Passage to read:
===

2017년 2월 12일 일요일

English Lands Letters and Kings 18

English Lands Letters and Kings 18


Young Bulwer and Disraeli._
 
It was some years before the passage of the Reform bill, and before the
death of George IV., that Bulwer[57] blazed out in _Pelham_ (1828), _The
Disowned_, and _Devereux_, making conquest of the novel-reading town, at a
time when _Quentin Durward_ (1823) was not an old book, and _Woodstock_
(1826) still fresh. And if Pelhamism had its speedy subsidence, the same
writer put such captivating historic garniture and literary graces about
the Italian studies of _Rienzi_, and of the _Last Days of Pompeii_, as
carry them now into most libraries, and insure an interested
reading--notwithstanding a strong sensuous taint and sentimental
extravagances.
 
He had scholarship; he had indefatigable industry; he had abounding
literary ambitions and enthusiasms, but he had no humor; I am afraid he
had not a very sensitive conscience; and he had no such pervading
refinement of literary taste as to make his work serve as the exemplar for
other and honester workers.
 
Benjamin Disraeli[58] in those days overmatched him in cravats and in
waistcoats, and was the veriest fop of all fop-land. No more beautiful
accessory could be imagined to the drawing-room receptions over which Lady
Blessington presided, and of which the ineffable Comte d’Orsay was a
shining and a fixed light, than this young Hebraic scion of a great Judean
house--whose curls were of the color of a raven’s wing, and whose satin
trumpery was ravishing!

===

Bounding box annotation entries
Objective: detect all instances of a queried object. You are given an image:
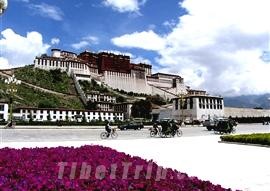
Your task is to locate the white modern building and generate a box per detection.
[172,95,224,121]
[86,91,116,111]
[0,101,8,121]
[114,102,133,119]
[14,107,124,122]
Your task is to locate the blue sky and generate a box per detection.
[2,0,184,67]
[0,0,270,95]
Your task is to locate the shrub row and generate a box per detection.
[0,145,231,191]
[220,133,270,146]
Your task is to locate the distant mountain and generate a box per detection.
[224,93,270,109]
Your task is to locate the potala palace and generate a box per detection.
[34,49,224,120]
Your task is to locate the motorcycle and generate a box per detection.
[4,121,16,129]
[214,120,237,134]
[149,124,161,137]
[100,129,118,139]
[160,124,183,138]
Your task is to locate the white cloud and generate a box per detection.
[71,40,90,50]
[113,0,270,95]
[112,30,165,51]
[51,38,60,45]
[103,0,146,13]
[0,29,50,68]
[0,57,11,70]
[71,35,99,50]
[28,3,64,21]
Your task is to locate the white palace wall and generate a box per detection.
[104,71,152,94]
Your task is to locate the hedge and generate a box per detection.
[220,133,270,146]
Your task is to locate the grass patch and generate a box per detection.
[14,65,76,95]
[220,133,270,146]
[0,79,84,109]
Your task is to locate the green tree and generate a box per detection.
[146,94,166,105]
[116,96,127,103]
[86,101,97,110]
[38,99,56,108]
[131,100,152,119]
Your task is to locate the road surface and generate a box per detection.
[0,124,270,143]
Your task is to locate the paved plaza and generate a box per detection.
[0,124,270,143]
[1,124,270,191]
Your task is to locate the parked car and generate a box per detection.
[118,121,144,130]
[203,118,223,131]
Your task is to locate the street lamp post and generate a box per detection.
[5,75,21,122]
[179,92,185,125]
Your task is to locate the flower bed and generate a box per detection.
[0,146,231,191]
[220,133,270,146]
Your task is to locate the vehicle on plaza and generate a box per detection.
[214,119,237,134]
[150,119,183,137]
[118,121,144,130]
[203,117,226,131]
[149,123,161,137]
[203,117,237,133]
[4,120,16,129]
[100,128,118,139]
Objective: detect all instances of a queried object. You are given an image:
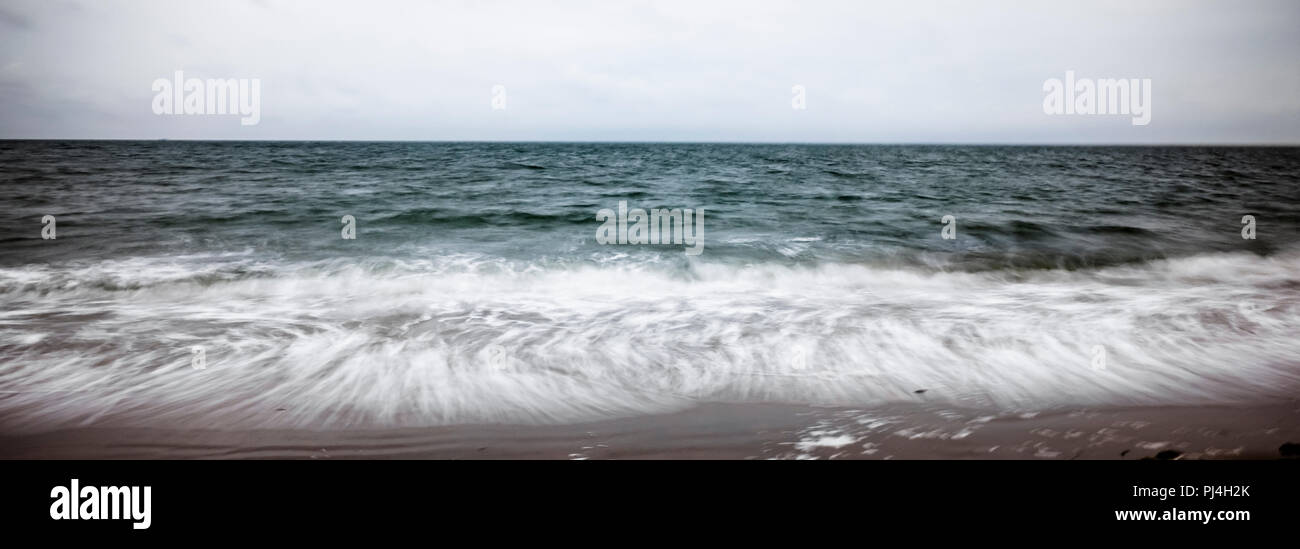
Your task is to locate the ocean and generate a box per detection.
[0,141,1300,455]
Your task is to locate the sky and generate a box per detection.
[0,0,1300,144]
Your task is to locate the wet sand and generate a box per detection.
[0,402,1300,459]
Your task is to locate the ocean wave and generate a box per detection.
[0,252,1300,429]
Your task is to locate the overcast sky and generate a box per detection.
[0,0,1300,143]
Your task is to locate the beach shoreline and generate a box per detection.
[0,401,1300,459]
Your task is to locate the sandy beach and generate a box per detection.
[0,402,1300,459]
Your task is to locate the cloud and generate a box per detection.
[0,0,1300,143]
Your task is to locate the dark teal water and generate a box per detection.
[0,142,1300,425]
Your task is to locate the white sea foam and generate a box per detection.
[0,254,1300,429]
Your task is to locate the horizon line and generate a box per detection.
[0,138,1300,147]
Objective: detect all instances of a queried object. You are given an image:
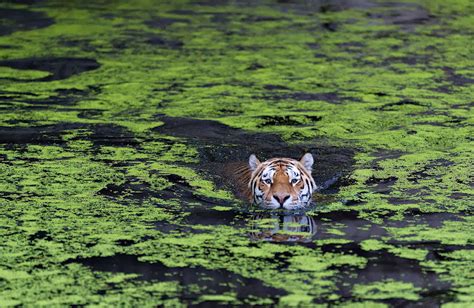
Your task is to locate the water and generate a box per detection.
[0,0,474,307]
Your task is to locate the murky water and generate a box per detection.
[0,0,474,307]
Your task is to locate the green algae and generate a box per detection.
[0,1,474,306]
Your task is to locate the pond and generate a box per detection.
[0,0,474,307]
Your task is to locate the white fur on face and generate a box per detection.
[249,153,316,210]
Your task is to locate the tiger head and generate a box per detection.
[249,153,317,210]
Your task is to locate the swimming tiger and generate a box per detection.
[248,153,317,210]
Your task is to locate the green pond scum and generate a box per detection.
[0,0,474,307]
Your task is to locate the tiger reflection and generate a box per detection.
[250,214,317,242]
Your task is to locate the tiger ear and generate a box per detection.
[300,153,314,172]
[249,154,260,172]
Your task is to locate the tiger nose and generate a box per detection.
[273,195,290,206]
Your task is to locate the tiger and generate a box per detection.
[244,153,318,210]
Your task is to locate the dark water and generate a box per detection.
[0,0,474,307]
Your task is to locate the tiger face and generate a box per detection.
[249,153,317,210]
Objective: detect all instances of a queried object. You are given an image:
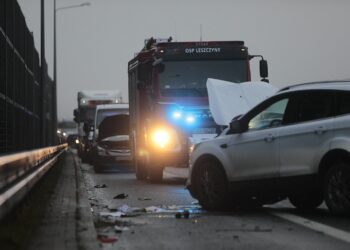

===

Given problem:
Write out the part of the passage on Bulwer and Disraeli that starts with "He had scholarship;" and goes on through "trumpery was ravishing!", word for word.

Response to the task:
He had scholarship; he had indefatigable industry; he had abounding
literary ambitions and enthusiasms, but he had no humor; I am afraid he
had not a very sensitive conscience; and he had no such pervading
refinement of literary taste as to make his work serve as the exemplar for
other and honester workers.
 
Benjamin Disraeli[58] in those days overmatched him in cravats and in
waistcoats, and was the veriest fop of all fop-land. No more beautiful
accessory could be imagined to the drawing-room receptions over which Lady
Blessington presided, and of which the ineffable Comte d’Orsay was a
shining and a fixed light, than this young Hebraic scion of a great Judean
house--whose curls were of the color of a raven’s wing, and whose satin
trumpery was ravishing!